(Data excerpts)
+++
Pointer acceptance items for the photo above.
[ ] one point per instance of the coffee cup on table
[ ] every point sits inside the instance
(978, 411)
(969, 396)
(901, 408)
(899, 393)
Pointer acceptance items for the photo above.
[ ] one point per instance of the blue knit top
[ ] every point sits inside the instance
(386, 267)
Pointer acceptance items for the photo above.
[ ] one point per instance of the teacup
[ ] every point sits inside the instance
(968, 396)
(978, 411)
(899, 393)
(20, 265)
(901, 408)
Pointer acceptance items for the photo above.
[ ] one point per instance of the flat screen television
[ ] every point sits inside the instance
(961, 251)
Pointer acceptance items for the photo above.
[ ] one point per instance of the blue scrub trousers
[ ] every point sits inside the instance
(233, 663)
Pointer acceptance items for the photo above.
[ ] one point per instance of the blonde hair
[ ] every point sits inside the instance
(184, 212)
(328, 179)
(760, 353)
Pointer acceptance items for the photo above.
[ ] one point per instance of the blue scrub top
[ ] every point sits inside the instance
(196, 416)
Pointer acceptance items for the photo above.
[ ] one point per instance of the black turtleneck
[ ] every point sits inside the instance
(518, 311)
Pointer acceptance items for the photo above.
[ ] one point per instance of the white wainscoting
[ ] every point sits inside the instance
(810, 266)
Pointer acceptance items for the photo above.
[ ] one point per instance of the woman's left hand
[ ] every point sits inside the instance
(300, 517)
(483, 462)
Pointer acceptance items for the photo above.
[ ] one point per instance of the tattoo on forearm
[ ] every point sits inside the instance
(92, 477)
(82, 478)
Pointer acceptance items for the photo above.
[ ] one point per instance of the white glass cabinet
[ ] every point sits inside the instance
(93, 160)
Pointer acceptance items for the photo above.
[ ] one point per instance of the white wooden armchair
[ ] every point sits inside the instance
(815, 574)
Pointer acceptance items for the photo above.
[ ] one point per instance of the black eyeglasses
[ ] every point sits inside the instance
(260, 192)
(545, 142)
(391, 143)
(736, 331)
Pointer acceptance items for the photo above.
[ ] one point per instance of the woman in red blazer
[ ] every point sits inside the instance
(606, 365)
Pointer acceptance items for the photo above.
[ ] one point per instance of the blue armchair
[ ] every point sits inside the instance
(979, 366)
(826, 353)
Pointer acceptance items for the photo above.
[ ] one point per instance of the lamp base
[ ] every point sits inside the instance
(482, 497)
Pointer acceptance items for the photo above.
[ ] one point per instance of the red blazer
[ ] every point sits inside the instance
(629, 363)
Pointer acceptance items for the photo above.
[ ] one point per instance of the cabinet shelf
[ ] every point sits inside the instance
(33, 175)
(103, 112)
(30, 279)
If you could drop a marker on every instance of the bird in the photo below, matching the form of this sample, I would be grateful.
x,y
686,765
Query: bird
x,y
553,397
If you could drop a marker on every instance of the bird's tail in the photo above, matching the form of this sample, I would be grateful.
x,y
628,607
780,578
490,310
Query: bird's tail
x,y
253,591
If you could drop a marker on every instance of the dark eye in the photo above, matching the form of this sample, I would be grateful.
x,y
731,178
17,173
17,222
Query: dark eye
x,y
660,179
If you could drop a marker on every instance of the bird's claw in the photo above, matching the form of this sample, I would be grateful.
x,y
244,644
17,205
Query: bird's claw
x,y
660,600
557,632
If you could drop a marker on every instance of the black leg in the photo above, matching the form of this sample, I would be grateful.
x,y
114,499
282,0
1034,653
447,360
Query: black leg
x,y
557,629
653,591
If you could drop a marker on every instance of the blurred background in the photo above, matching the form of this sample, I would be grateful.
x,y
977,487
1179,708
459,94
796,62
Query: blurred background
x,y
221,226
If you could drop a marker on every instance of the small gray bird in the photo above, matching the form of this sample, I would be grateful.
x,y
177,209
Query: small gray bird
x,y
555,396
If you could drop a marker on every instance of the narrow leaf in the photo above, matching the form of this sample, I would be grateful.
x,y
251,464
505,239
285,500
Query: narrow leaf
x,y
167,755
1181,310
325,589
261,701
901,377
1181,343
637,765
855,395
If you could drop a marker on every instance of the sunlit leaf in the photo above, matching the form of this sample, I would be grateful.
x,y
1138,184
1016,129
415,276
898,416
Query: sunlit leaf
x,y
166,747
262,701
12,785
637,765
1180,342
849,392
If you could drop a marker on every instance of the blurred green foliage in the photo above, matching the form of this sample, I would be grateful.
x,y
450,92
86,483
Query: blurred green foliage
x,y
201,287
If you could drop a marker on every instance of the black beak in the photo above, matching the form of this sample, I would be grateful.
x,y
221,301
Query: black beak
+++
## Task details:
All of the data shown above must be copied exactly.

## Answer to this problem:
Pointer acceptance items for the photo above.
[ ] one point per instance of the coffee cup on table
[ ] every point sits inside the instance
(978, 411)
(969, 396)
(901, 408)
(899, 393)
Pointer acceptance items for the photo above.
[ ] one point per instance of the blue knit top
[ ] every point sits inside the instance
(386, 267)
Pointer acceptance items for the photo above.
[ ] one point per instance of the teacup
[ ] every point sits inside the instance
(968, 396)
(978, 411)
(899, 393)
(20, 265)
(901, 408)
Pointer acceptance items for the photo above.
[ ] one point per instance of the flat screen television
[ ] every point sits inside the instance
(961, 251)
Pointer acceptance items for the photo above.
[ ] one point per instance of the blue scrub trousers
[ ] every point sits inside the instance
(233, 663)
Pointer acceptance items for the photo above.
[ ] one point per instance of the blonde hair
[ ] every point sits inside the instance
(184, 212)
(328, 179)
(760, 353)
Pointer acceptance items for the photo above.
[ ] one point per instance of the blue scrub top
[ ] every point sits inside the instance
(196, 416)
Pointer acceptance items for the photo above.
[ ] one point per instance of the black turtleneck
[ ] every point sits inside the instance
(518, 311)
Pointer acceptance items for the photo above.
[ ] one point per instance of the white wainscoting
[ ] every point sits inside the instance
(810, 266)
Pointer acceptance items for the photo above.
[ ] one point per instance of the woman's left hand
[ ] every point sits inside the instance
(300, 517)
(483, 462)
Pointer acceptance items for the photo above.
[ ] one point per instance of the tattoo on forearm
[ ] every point sits inside the instance
(92, 477)
(82, 478)
Pointer acceptance items for the photo above.
[ ] one point per instance of the white glass cabinet
[ ] every point sits inside the instance
(93, 160)
Pointer acceptance items for the photo above.
[ ] one point per instance of the white wooden armchair
[ ] every point sits inside the instance
(815, 574)
Pointer acceptance items for the photo above.
[ ] one point per instance of the black eyeglasses
[ ] every point sits inside the instance
(260, 192)
(545, 142)
(391, 143)
(736, 331)
Pointer acceptance items for the photo above.
[ ] one point per instance of the woman in red blazer
[ ] every point sits inside the instance
(606, 365)
Pointer acceptance items for the photo above.
[ ] one point per instance of the blue armchair
[ ] every point sits inside the instance
(979, 366)
(826, 353)
Pointer acceptance items for the photo above.
[ ] one point per instance of the lamp base
[ ] every point sits inside the instance
(482, 497)
Pointer acceptance items for the photo above.
[ ] one point per instance of the red blazer
[ ] every point sits inside the instance
(629, 363)
Pointer acceptance items for the photo above.
[ ] one point per instance of the cabinet shelf
[ ] every point sits inside the instance
(33, 175)
(103, 112)
(30, 279)
If you could drop a marker on every instance of the bird in the photo below, matching the form of this sample, I would be grateful.
x,y
686,765
Query: bird
x,y
553,397
If you could drop a marker on every instance of the bird's tail in the photo above, matching the form of this sample, I would be grateful.
x,y
628,607
780,578
490,310
Query: bird's tail
x,y
253,591
If you could drop a marker on every instance of the dark eye in the photo above, matching the form of this sample, I would be grateful.
x,y
731,178
17,173
17,222
Query: dark eye
x,y
660,179
If you could drop a marker on every instance of the bird's claw in the photo above, matching the form of this sample, I would be grateful.
x,y
244,644
17,205
Query: bird's claw
x,y
660,600
557,632
If you could drop a marker on every instance of the black leg in the photo above, matching the form of this sample, I would be grateful.
x,y
114,499
282,0
1034,653
447,360
Query: black leg
x,y
557,629
653,591
If you could drop a marker on every instance of the blurred background in the photo above, matching the form of this sample, I would be grateful.
x,y
977,487
1179,708
459,94
796,62
Query: blurred background
x,y
221,226
If you could drop a marker on every instance of the small gray bird in the photo above, matching the form of this sample, I would be grateful.
x,y
177,209
Query: small gray bird
x,y
555,396
If you could drop a marker on every instance of the narrow leaf in the photo above, matching the form of this sample, I would be grateful.
x,y
251,464
505,239
285,500
Query: narrow leaf
x,y
167,755
1181,310
325,589
261,701
901,377
1181,343
637,765
855,395
If you could drop a marker on every instance of the sunlit leaf in the photo above, matching the form of this sample, I would be grateful.
x,y
1138,184
1016,129
415,276
898,416
Query: sunlit leaf
x,y
166,747
262,701
12,785
637,765
1180,342
849,392
If you could drop a marker on every instance of the blurred green foliage in the photo above, matching the form of this sample, I would be grateful.
x,y
450,92
86,483
Query: blurred green foliage
x,y
201,287
If you could drop a marker on every instance of the black beak in the photo above, matching the form of this sample, I would be grateful.
x,y
221,301
Query: black beak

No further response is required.